▶ _Objective_
In the music review of "Laura V," switch "acoustic guitar" to "electric piano" and write out the passage between "Brooklyn's everything-is-happening-all-of-the-time dreamy" and "nothing, likely everything.", inclusive.

▶ _Text block_
****************************************
Showing posts with label silversun pickups. Show all posts
Showing posts with label silversun pickups. Show all posts

9.09.2013

The Meaning of Life :: "Laura V"


Brooklyn's everything-is-happening-all-of-the-time dreamy post-punkers, the Meaning of Life soften the edges of the existential on "Laura V." In what could easily be the song structure of a Silversun Pickups song, the band kicks out the windows with break-beat drums and racing strum pattern. The vocal winnows its way through to your ears, ethereal and unremembered, coming on like a lucid and feverish dream. An acoustic guitar provides the texture, perhaps the grounding even, keeping the arrangement level in the background, making the unreal, real. The pick ups are lightning, the hooks gentle, a pleasing nihilism. What does it all mean? Likely nothing, likely everything.

8.15.2013

Wolf Alice :: "She"
****************************************
▶ _Stored rows_
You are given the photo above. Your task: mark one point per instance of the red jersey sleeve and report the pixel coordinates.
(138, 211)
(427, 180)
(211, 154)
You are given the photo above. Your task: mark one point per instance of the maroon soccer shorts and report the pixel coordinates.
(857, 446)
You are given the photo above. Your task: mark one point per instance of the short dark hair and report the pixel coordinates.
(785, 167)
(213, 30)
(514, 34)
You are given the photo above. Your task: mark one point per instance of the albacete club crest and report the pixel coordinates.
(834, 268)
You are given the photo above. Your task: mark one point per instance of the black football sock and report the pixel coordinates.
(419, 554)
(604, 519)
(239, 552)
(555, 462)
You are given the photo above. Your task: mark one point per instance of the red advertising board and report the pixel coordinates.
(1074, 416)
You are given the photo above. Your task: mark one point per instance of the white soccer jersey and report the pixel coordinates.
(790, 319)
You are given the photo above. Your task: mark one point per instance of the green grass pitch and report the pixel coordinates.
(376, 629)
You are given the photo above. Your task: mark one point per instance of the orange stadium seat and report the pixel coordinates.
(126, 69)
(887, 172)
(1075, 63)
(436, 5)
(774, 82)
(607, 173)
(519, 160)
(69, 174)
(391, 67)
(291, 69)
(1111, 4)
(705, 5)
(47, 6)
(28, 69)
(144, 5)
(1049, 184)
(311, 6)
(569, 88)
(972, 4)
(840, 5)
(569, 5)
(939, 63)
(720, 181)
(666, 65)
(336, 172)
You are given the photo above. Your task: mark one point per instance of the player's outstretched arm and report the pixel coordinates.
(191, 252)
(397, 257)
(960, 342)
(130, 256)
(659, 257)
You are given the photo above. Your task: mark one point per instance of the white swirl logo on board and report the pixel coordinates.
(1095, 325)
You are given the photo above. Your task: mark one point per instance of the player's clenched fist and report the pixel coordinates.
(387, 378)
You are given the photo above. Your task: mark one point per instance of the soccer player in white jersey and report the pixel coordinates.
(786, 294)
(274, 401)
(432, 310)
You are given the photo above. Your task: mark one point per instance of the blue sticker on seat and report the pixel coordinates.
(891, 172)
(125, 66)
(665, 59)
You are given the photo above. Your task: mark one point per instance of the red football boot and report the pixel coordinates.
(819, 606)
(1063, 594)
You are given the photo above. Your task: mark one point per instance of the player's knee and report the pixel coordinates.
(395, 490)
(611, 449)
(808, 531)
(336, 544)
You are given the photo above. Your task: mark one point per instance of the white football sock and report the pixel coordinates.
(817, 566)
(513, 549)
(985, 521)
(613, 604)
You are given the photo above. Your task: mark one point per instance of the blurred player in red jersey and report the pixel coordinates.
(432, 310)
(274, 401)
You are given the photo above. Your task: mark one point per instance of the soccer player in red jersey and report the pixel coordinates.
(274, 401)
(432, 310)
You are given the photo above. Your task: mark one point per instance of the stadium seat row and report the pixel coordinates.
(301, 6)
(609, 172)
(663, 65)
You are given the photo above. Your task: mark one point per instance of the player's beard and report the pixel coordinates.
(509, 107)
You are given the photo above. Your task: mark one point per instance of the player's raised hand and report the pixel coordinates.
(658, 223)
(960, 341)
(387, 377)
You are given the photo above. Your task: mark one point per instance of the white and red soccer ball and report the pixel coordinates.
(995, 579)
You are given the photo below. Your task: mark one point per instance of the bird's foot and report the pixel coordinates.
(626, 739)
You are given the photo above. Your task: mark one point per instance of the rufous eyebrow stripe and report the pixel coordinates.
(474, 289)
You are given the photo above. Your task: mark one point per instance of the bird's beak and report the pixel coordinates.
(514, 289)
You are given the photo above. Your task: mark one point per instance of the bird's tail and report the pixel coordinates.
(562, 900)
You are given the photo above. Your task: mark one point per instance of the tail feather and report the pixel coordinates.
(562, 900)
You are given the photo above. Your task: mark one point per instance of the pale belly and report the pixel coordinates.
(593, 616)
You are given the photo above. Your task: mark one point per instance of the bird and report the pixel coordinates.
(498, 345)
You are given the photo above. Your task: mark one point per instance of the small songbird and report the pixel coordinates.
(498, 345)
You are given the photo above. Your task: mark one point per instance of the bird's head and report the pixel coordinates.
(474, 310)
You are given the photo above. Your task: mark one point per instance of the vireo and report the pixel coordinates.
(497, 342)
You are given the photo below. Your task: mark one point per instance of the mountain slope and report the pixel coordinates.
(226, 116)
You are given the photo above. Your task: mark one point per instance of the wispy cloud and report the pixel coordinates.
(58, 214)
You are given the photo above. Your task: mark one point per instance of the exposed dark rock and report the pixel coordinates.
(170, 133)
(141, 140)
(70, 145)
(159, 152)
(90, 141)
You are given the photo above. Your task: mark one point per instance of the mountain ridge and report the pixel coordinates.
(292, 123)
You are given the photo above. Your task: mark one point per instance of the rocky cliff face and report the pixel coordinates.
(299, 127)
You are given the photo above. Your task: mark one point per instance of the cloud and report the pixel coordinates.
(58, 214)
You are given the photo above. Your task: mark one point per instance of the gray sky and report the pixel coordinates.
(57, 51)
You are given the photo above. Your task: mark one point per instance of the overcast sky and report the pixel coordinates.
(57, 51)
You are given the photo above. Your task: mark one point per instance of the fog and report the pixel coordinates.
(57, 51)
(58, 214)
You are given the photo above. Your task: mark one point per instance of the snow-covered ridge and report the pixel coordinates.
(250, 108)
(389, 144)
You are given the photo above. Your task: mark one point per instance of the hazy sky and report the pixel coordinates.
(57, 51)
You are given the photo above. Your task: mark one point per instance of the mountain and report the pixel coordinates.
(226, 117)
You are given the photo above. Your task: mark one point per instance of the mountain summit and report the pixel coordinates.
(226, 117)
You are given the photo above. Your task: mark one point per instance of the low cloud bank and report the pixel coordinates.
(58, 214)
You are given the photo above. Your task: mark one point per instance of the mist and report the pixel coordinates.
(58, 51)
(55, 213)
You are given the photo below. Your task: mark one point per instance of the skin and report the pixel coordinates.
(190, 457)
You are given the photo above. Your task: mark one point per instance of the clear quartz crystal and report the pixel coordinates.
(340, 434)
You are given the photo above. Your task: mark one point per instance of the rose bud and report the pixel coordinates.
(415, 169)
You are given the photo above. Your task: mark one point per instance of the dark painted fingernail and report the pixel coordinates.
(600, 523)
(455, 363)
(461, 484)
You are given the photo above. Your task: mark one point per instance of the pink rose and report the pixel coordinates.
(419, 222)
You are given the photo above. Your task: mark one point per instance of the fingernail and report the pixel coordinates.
****************************************
▶ _Result_
Brooklyn's everything-is-happening-all-of-the-time dreamy post-punkers, the Meaning of Life soften the edges of the existential on "Laura V." In what could easily be the song structure of a Silversun Pickups song, the band kicks out the windows with break-beat drums and racing strum pattern. The vocal winnows its way through to your ears, ethereal and unremembered, coming on like a lucid and feverish dream. An electric piano provides the texture, perhaps the grounding even, keeping the arrangement level in the background, making the unreal, real. The pick ups are lightning, the hooks gentle, a pleasing nihilism. What does it all mean? Likely nothing, likely everything.